- **What to work on**
Only those lines from the one with "Target: woman's smiling face" through the last line of the material below should be output, each exactly as it appears.
═════ Dataset content ═════
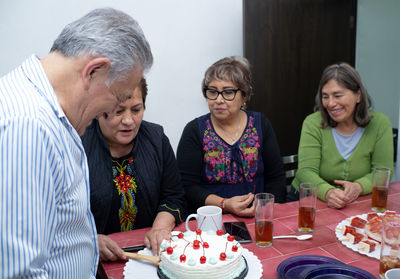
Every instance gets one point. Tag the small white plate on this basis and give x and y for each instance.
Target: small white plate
(339, 234)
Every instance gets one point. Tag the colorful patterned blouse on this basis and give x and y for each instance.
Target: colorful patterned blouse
(238, 165)
(125, 183)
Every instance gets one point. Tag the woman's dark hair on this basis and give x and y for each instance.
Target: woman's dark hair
(346, 76)
(235, 69)
(143, 88)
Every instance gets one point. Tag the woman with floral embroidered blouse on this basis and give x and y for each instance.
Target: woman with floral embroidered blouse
(228, 155)
(134, 177)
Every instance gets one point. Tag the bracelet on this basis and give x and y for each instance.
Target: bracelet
(222, 206)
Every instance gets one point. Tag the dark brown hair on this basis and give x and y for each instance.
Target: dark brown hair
(235, 69)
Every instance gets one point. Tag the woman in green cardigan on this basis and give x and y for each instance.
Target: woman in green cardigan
(343, 140)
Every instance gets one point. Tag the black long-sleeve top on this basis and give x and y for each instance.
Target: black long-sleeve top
(193, 153)
(156, 174)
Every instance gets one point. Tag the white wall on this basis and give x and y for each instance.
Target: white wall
(186, 37)
(378, 57)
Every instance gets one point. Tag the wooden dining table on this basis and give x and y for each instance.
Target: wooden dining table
(323, 243)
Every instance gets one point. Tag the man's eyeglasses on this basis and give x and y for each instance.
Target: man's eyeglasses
(227, 94)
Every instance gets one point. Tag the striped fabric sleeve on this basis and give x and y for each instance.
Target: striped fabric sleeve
(27, 215)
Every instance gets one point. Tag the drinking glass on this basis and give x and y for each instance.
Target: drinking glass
(307, 206)
(264, 206)
(380, 188)
(390, 252)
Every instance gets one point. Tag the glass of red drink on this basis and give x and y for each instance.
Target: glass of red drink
(390, 253)
(307, 206)
(264, 206)
(380, 188)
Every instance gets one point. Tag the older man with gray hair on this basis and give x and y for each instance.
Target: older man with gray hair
(46, 227)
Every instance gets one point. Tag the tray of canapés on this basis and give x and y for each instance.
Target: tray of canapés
(363, 233)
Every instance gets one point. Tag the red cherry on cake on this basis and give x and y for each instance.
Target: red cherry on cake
(222, 256)
(196, 244)
(182, 258)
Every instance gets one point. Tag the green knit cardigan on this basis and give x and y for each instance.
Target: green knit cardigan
(320, 162)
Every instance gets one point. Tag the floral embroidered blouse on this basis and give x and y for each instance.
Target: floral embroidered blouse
(125, 186)
(210, 165)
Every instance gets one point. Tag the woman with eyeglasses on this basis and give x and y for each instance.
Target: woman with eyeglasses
(228, 155)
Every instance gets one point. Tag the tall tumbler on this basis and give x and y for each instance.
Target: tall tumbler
(264, 206)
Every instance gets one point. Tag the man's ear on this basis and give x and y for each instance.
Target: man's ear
(95, 68)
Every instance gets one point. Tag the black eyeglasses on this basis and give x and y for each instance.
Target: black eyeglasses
(227, 94)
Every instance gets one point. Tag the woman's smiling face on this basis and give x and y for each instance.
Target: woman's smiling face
(339, 101)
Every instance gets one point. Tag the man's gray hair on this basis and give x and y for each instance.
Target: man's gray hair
(110, 33)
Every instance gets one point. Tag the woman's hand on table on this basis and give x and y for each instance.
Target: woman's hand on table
(161, 229)
(352, 190)
(109, 249)
(238, 205)
(154, 237)
(336, 198)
═════
- **Answer section**
Target: woman's smiling face
(339, 101)
Every instance gets one point. Tag the man's gray hair on this basis and give x and y for each instance.
Target: man's gray hair
(110, 33)
Every instance gets one point. Tag the woman's hand on table on this basis and give x and y for each instance.
Target: woman's hand on table
(161, 229)
(352, 190)
(109, 249)
(238, 205)
(154, 237)
(336, 198)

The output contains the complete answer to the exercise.